• **Excerpt provided**
>> START
We can factorise expressions for which all terms have a common variable.
A general procedure is to factor out the lowest power present of each variable.
You should also factor out the highest common factor of all coefficients.
Then divide each term in the expanded form by the quantity you have factored out. This will be the factor inside the brackets

Worked Example 3 – (GRADE E)
Factorise \(12x^2 y^5-42x^3 y^3\)

All terms contain \(x\) and \(y\).
The lowest power of \(x\) present is \(x^2\).
The lowest power of \(y\) present is \(y^3\).
The highest common factor of \(12\) and \(42\) is \(6\)
Hence we can factor out \(6x^2y^3\)
Now we can divide each term in the expression by \(6x^2y^3\): \(\phantom{-}\) \(2y^2\) and \(-7x\).
This tells us \(12x^2 y^5-42x^3 y^3≡6x^2y^3(2y^2-7x)\)
>> END
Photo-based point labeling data
>> START
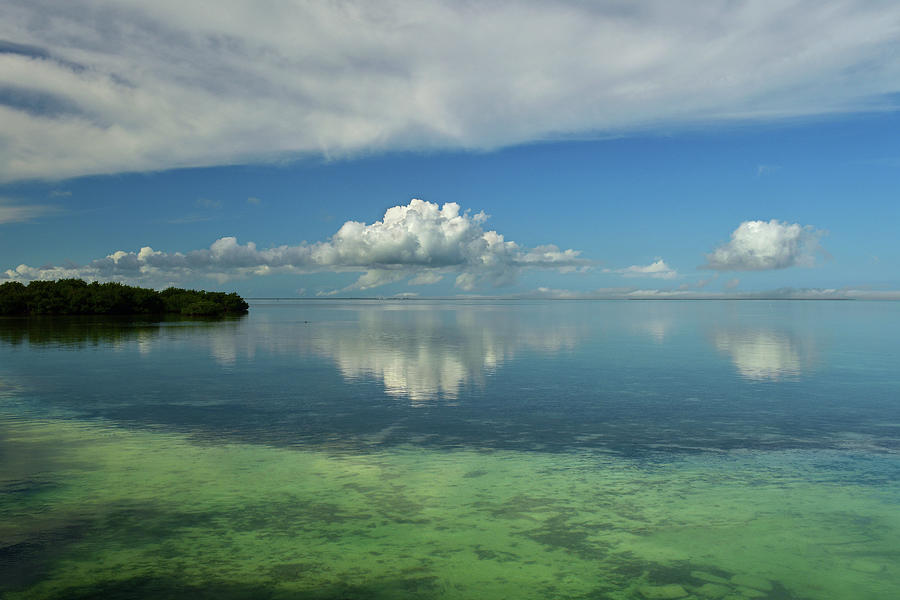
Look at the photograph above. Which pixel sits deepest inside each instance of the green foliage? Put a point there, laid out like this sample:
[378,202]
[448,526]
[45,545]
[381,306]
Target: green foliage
[76,297]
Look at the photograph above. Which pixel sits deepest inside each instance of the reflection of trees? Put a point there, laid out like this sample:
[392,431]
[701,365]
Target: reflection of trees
[79,331]
[764,355]
[418,351]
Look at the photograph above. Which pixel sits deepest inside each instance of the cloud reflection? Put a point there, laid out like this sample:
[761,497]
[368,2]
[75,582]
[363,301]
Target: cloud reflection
[425,354]
[764,355]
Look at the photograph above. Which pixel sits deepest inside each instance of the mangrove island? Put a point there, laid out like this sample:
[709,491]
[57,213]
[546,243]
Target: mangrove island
[77,297]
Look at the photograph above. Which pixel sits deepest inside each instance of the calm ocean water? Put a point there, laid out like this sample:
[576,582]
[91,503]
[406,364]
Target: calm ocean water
[438,449]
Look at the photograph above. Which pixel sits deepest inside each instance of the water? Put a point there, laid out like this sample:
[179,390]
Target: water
[481,449]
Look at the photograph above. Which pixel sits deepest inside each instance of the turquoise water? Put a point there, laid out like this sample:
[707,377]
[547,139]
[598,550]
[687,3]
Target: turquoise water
[480,449]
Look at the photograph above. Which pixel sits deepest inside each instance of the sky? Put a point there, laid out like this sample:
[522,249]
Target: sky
[427,148]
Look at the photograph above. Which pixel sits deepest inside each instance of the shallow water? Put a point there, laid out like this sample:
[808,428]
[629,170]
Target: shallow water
[626,450]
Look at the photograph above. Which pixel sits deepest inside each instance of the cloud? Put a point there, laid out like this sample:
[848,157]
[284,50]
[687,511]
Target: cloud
[657,270]
[762,170]
[209,203]
[98,86]
[763,246]
[420,240]
[14,212]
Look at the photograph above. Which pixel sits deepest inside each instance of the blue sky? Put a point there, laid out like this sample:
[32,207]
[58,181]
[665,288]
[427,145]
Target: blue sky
[619,151]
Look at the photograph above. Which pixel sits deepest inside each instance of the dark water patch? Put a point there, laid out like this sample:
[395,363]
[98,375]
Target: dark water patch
[28,561]
[498,555]
[138,588]
[475,473]
[296,571]
[560,532]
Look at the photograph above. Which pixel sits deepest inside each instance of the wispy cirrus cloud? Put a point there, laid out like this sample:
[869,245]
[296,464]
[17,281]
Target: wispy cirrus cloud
[766,245]
[420,240]
[100,86]
[13,211]
[658,269]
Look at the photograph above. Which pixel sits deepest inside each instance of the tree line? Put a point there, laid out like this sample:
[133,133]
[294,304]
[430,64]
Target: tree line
[77,297]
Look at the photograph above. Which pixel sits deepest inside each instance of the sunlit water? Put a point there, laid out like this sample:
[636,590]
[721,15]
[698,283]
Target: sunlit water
[412,449]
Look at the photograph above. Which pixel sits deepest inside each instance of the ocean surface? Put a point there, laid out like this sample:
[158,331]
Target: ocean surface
[644,450]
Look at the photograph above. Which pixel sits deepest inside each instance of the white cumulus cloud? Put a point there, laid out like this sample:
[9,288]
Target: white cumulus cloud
[766,245]
[420,240]
[657,270]
[105,86]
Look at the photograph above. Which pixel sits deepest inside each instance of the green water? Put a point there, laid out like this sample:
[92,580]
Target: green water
[286,468]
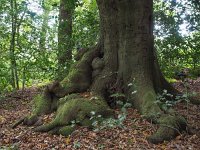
>> END
• **Required actions**
(A) Sum up the text on factorising in two sentences.
(B) Answer these questions using the text on factorising:
(i) Besides the lowest power of each variable, what else should be factored out?
(ii) In the worked example, what is the lowest power of y present?
(iii) What grade is given for the worked example?
(C) Carry on the text on factorising from where it stops.

• **Written answers**
(A) To factorise an expression whose terms all share a variable, factor out the lowest power of each variable and the highest common factor of the coefficients, then divide each term by that quantity to get the factor inside the brackets. In the worked example, this gives 12x²y⁵ − 42x³y³ ≡ 6x²y³(2y² − 7x).

(B)
(i) The highest common factor of all coefficients.
(ii) y³
(iii) Grade E.

(C)
Example 4 – (GRADE E)
Factorise the following expressions
a. \(5x^2+10xy\) Show Answer

b. \(2x^3-6x^2\) Show Answer
c. \(4x^3y^2-18xy^4\) Show Answer
d. \(9x^2y-6xy^2\) Show Answer

Sometimes the coefficients may not be integers and are instead rational numbers (fractions)
You can factor out \(\displaystyle \frac{p}{q}\) where:

• The numerator \(p\) is the highest common factor of the numerators of the coefficients
• The denominator \(q\) is the lowest common multiple of the denominators of the coefficients

If one of the coefficients is an integer, rewrite it as a fraction, e.g. write \(6\) as \(\displaystyle \frac{6}{1}\)

Worked Example 5 – (GRADE D)
Factorise \(\displaystyle \frac{3}{8}x^3-\frac{7}{12}x^2\)

\(x\) is present in every term and the lowest power present is \(x^2\)
The highest common factor of the numerators (\(3\) and \(7\)) is \(1\)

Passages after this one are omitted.